== What you are asked to do ==
Change "melted cheese" to "cheese topping" in the lines between the line holding "TARGET = woman in purple top" and the line holding "x=113, y=18", inclusive. Give back only those lines, with everything else left unchanged.

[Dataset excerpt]
-- start --

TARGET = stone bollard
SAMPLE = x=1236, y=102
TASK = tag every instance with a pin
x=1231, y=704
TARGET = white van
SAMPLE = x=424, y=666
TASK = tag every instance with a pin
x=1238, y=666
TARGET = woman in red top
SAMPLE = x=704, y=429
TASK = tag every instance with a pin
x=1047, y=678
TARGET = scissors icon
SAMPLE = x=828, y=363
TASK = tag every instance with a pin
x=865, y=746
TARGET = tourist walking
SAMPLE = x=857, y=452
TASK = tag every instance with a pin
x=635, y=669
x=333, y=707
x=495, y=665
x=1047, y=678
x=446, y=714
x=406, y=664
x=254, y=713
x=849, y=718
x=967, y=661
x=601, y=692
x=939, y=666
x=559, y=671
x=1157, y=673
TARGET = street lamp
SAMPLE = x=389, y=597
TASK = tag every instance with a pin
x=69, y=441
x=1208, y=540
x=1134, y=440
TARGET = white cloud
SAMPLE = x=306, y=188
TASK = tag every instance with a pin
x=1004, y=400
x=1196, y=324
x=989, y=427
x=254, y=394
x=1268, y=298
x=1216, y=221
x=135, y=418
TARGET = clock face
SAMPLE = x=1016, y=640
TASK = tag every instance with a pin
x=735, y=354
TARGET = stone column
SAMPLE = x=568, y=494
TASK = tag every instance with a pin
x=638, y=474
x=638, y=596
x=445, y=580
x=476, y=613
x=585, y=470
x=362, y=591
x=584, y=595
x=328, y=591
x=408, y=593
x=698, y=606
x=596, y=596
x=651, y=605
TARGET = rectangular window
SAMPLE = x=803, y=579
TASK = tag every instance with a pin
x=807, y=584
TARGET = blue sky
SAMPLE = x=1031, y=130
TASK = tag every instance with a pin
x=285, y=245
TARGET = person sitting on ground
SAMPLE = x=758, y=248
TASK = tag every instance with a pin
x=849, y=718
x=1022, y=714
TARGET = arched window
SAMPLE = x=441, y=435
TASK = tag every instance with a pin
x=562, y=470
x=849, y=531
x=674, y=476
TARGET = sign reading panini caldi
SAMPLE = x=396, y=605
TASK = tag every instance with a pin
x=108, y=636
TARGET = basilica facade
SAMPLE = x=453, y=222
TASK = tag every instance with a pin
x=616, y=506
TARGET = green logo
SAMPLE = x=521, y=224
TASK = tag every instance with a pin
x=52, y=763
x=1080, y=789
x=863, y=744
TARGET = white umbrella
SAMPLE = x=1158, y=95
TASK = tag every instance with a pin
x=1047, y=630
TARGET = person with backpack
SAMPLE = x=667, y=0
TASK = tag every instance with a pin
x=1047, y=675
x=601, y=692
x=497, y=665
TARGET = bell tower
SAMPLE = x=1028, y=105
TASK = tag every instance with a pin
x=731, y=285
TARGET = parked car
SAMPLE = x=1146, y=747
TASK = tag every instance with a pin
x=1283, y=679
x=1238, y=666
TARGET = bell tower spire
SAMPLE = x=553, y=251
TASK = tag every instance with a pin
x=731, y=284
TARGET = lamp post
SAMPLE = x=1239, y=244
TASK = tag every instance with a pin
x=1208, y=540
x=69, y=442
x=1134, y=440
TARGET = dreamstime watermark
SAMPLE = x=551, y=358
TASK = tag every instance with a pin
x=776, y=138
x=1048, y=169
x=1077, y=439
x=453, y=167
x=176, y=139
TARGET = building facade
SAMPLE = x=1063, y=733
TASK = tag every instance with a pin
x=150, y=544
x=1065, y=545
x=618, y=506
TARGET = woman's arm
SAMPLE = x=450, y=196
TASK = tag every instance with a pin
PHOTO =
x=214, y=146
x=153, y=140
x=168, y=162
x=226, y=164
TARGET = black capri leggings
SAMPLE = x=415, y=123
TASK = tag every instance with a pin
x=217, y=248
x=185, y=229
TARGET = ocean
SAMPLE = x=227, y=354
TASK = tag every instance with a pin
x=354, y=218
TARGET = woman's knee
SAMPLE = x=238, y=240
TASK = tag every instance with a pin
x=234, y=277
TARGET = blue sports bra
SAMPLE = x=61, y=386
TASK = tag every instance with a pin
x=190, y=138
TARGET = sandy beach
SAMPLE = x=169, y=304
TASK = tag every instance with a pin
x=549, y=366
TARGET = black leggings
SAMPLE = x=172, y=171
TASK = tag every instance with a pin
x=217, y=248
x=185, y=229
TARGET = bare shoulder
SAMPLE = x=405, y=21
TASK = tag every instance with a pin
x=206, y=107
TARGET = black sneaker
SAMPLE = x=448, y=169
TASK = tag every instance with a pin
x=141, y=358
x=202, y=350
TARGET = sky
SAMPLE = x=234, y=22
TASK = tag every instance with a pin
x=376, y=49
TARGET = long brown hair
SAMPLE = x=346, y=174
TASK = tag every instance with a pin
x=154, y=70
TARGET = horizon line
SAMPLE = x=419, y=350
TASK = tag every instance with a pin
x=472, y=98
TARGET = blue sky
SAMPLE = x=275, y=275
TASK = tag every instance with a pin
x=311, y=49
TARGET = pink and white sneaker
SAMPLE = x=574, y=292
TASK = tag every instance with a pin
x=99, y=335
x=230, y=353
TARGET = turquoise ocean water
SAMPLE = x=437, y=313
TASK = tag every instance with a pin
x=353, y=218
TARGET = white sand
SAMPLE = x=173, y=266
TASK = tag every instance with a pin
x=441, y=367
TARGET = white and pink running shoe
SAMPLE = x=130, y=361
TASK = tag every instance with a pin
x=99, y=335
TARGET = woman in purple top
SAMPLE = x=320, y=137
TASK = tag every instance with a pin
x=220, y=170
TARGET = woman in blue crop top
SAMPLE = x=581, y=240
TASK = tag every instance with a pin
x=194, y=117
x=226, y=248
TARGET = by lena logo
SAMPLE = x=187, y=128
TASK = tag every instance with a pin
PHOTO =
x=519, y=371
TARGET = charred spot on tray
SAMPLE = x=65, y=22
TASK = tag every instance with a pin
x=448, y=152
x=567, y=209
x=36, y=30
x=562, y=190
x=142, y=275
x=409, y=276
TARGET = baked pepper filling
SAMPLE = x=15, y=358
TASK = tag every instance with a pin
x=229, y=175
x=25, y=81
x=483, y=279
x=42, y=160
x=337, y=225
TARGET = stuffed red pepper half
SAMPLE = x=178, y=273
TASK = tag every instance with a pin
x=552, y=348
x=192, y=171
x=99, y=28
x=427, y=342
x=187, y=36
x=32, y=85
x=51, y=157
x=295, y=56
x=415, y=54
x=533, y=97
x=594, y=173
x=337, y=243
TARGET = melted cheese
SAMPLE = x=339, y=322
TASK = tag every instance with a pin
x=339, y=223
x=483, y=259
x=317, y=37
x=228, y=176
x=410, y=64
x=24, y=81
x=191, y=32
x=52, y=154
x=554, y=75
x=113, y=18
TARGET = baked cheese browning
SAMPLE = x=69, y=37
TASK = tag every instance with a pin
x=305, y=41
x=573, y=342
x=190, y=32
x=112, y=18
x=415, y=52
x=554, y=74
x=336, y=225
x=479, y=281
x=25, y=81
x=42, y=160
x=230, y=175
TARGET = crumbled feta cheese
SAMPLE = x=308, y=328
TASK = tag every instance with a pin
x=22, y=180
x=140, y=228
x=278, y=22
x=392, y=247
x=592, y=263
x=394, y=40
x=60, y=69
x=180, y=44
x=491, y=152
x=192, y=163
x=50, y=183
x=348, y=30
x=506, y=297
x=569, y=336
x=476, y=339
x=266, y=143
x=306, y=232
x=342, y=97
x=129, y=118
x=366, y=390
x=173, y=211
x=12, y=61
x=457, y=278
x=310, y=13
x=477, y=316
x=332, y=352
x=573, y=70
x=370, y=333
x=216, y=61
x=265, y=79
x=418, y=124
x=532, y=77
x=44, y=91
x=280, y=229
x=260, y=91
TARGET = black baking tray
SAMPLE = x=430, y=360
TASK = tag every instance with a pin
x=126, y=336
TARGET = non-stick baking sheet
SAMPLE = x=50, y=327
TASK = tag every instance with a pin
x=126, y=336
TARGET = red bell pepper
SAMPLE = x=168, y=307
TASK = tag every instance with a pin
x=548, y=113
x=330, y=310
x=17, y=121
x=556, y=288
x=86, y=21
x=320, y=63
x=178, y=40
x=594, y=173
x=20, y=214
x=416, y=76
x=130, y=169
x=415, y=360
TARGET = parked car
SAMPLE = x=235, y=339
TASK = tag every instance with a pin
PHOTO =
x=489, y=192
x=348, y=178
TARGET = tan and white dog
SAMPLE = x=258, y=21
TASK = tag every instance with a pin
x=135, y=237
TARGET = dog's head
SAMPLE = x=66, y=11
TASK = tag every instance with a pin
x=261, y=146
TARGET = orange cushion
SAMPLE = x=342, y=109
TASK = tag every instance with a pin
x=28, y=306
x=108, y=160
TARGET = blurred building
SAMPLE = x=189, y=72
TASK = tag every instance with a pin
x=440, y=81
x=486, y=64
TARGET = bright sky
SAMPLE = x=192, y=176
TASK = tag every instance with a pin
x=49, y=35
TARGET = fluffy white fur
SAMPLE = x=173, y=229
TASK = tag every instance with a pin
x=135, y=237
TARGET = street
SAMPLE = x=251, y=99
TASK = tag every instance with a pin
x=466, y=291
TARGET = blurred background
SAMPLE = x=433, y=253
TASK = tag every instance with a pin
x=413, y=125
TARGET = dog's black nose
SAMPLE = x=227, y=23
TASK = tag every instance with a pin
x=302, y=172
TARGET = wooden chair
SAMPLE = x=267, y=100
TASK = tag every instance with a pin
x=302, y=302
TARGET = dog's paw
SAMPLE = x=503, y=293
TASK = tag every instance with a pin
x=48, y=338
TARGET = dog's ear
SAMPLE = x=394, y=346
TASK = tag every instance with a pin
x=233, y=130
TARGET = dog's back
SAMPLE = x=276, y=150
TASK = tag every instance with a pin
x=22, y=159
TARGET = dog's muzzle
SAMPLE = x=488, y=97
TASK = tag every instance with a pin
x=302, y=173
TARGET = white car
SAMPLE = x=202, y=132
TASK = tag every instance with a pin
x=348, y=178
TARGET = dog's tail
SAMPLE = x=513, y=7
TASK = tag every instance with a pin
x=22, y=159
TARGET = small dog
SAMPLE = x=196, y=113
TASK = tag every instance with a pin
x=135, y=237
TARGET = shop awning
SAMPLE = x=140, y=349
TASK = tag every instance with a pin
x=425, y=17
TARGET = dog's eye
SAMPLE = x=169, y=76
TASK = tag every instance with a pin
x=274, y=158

-- end --

== Task response ==
TARGET = woman in purple top
SAMPLE = x=320, y=137
TASK = tag every instance with a pin
x=220, y=170
TARGET = woman in blue crop top
SAMPLE = x=581, y=240
TASK = tag every instance with a pin
x=194, y=117
x=226, y=248
TARGET = by lena logo
SAMPLE = x=187, y=128
TASK = tag every instance with a pin
PHOTO =
x=519, y=371
TARGET = charred spot on tray
SAMPLE = x=65, y=22
TASK = tag every instance with a pin
x=448, y=152
x=567, y=209
x=36, y=30
x=562, y=190
x=142, y=275
x=409, y=276
TARGET = baked pepper filling
SAMPLE = x=15, y=358
TASK = tag every instance with a pin
x=229, y=175
x=25, y=81
x=483, y=279
x=42, y=160
x=337, y=225
TARGET = stuffed red pepper half
SAMPLE = x=178, y=273
TASK = tag every instance with a pin
x=552, y=348
x=192, y=171
x=99, y=28
x=427, y=342
x=187, y=36
x=32, y=85
x=51, y=157
x=295, y=56
x=415, y=54
x=533, y=97
x=594, y=173
x=337, y=243
TARGET = cheese topping
SAMPLE = x=339, y=322
TASK = tag every instance with a pin
x=339, y=223
x=483, y=259
x=317, y=37
x=228, y=176
x=410, y=64
x=24, y=81
x=191, y=32
x=52, y=154
x=554, y=75
x=113, y=18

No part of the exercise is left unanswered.